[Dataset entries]
§

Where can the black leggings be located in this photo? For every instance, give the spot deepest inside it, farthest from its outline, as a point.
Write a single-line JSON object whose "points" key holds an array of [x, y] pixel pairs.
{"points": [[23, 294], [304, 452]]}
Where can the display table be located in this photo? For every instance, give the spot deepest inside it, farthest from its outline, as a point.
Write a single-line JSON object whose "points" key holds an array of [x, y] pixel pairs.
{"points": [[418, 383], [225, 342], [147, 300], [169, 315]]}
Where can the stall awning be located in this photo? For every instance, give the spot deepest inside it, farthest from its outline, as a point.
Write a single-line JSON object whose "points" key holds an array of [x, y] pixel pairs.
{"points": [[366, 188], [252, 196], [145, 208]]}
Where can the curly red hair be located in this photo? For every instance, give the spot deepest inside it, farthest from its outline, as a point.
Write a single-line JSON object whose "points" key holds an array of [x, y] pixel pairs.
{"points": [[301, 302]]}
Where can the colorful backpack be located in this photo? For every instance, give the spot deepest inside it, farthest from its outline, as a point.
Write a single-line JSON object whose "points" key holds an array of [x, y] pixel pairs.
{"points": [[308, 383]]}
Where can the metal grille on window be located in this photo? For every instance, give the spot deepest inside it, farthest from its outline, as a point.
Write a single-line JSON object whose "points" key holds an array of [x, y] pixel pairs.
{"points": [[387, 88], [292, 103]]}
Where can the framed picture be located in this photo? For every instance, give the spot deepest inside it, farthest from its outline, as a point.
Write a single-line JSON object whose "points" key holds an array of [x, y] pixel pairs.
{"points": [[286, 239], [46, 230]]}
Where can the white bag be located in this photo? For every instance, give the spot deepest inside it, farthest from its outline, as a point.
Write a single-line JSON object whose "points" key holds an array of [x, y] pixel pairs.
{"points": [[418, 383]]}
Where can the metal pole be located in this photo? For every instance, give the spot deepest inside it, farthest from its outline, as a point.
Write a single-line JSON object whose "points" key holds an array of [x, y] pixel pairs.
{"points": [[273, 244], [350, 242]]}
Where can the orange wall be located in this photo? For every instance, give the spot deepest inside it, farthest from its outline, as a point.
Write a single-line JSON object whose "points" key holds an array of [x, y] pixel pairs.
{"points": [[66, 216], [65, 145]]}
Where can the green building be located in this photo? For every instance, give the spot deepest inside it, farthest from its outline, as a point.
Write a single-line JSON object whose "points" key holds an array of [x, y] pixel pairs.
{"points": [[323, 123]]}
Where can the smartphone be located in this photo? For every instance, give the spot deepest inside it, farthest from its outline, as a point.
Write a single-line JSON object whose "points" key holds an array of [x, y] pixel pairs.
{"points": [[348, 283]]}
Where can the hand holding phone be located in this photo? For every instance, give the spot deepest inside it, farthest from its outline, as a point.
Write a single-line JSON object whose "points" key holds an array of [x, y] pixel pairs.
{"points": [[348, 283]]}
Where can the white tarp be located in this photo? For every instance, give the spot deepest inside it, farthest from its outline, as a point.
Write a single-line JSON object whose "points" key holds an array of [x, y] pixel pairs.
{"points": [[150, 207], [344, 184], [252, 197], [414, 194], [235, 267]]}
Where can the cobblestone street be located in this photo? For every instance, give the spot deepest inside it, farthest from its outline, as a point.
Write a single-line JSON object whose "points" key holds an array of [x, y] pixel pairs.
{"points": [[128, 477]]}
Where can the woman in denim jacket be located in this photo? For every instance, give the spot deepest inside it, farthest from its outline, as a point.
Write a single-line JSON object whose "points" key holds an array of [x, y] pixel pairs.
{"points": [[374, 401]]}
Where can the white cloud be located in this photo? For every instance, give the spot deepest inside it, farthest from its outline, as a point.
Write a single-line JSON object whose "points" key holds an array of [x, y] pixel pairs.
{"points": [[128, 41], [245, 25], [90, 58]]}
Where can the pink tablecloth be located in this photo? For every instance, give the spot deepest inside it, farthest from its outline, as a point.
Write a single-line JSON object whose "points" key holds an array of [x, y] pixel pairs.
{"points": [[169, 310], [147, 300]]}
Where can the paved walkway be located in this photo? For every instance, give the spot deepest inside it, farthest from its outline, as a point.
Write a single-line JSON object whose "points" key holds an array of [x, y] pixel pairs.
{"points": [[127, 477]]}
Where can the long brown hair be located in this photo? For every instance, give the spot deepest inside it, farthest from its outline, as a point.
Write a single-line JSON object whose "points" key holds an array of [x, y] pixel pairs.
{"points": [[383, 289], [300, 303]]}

§

** Required action **
Count every line in the records that holds "hair" and give that count by itself.

** Written response **
2